==== Document section ====

After a Sept. 2 meeting in Toronto, a number of provincial premiers argued that while their governments will support the provincial cattle industry, the federal government has the major obligation to inject money because the main problem is a closed U.S. border and international trade is a federal responsibility under the constitution.

Goodale, a former federal agriculture minister, said the decade-old formula that assigns 60 percent of funding most agriculture safety net programs to Ottawa and 40 percent to the provinces serves Canada well. Agriculture is a constitutionally shared jurisdiction in Canada.

“When you begin to divide up the nature of the problem and assign it off to different levels of government, you very often create strange anomalies and distortions that were not intended,” he said. “I think we’re better off when dealing with these things to pool our will and our resources to try to arrive at partnership solutions. The 60-40 arrangement has been in place for some time.”

But Goodale, while promising federal money will be made available for BSE compensation and provinces will be expected to pay their part, also acknowledged that some provinces will have difficulty meeting their obligations for new spending.

He said agreements require “flexibility to try to ensure that the programs work, that they can be in place as quickly as possible and that money gets into the hands of farmers where it’s intended to go.”

Several times in a speech talking about a better-than-expected performance by the Canadian economy this year that will produce higher government revenues, the finance minister noted that agriculture has been hit hard by BSE and special financial provisions will have to be made to deal with it.

==== Data section ====

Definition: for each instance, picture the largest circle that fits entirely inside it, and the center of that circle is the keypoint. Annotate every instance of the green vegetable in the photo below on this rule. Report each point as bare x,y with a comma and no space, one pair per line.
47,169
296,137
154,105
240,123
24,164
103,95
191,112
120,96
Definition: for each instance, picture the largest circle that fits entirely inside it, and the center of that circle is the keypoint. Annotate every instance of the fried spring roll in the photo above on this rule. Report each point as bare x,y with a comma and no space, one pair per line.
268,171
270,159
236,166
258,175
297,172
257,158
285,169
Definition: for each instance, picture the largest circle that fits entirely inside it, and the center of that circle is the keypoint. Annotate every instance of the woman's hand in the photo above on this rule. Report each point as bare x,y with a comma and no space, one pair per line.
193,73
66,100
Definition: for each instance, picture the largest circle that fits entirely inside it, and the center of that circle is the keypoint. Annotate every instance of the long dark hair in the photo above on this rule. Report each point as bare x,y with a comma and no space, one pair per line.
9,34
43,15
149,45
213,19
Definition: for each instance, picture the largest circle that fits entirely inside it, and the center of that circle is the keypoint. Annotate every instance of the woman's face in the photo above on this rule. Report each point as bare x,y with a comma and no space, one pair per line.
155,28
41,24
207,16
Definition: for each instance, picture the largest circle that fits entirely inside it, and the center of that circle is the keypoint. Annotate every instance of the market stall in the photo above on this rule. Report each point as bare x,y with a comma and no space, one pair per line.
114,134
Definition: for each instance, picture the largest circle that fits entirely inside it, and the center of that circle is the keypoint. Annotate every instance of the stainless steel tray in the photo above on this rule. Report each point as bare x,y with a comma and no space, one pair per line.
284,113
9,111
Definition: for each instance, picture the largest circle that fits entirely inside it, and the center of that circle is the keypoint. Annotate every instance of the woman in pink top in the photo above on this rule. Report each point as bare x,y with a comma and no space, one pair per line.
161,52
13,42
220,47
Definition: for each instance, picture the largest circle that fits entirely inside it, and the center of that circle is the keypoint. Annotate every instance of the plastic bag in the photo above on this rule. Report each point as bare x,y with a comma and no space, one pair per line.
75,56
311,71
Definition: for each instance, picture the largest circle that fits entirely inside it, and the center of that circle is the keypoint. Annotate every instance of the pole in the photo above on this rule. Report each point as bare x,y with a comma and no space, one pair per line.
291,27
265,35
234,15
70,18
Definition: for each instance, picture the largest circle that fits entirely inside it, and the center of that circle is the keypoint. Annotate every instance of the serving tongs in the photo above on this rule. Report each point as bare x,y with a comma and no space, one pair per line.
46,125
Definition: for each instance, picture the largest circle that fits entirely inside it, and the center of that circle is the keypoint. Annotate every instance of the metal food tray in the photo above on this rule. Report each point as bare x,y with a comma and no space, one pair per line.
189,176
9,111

====

Copy out the part of the text on federal and provincial BSE funding starting with "But Goodale, while" and going on through "deal with it.".

But Goodale, while promising federal money will be made available for BSE compensation and provinces will be expected to pay their part, also acknowledged that some provinces will have difficulty meeting their obligations for new spending.

He said agreements require “flexibility to try to ensure that the programs work, that they can be in place as quickly as possible and that money gets into the hands of farmers where it’s intended to go.”

Several times in a speech talking about a better-than-expected performance by the Canadian economy this year that will produce higher government revenues, the finance minister noted that agriculture has been hit hard by BSE and special financial provisions will have to be made to deal with it.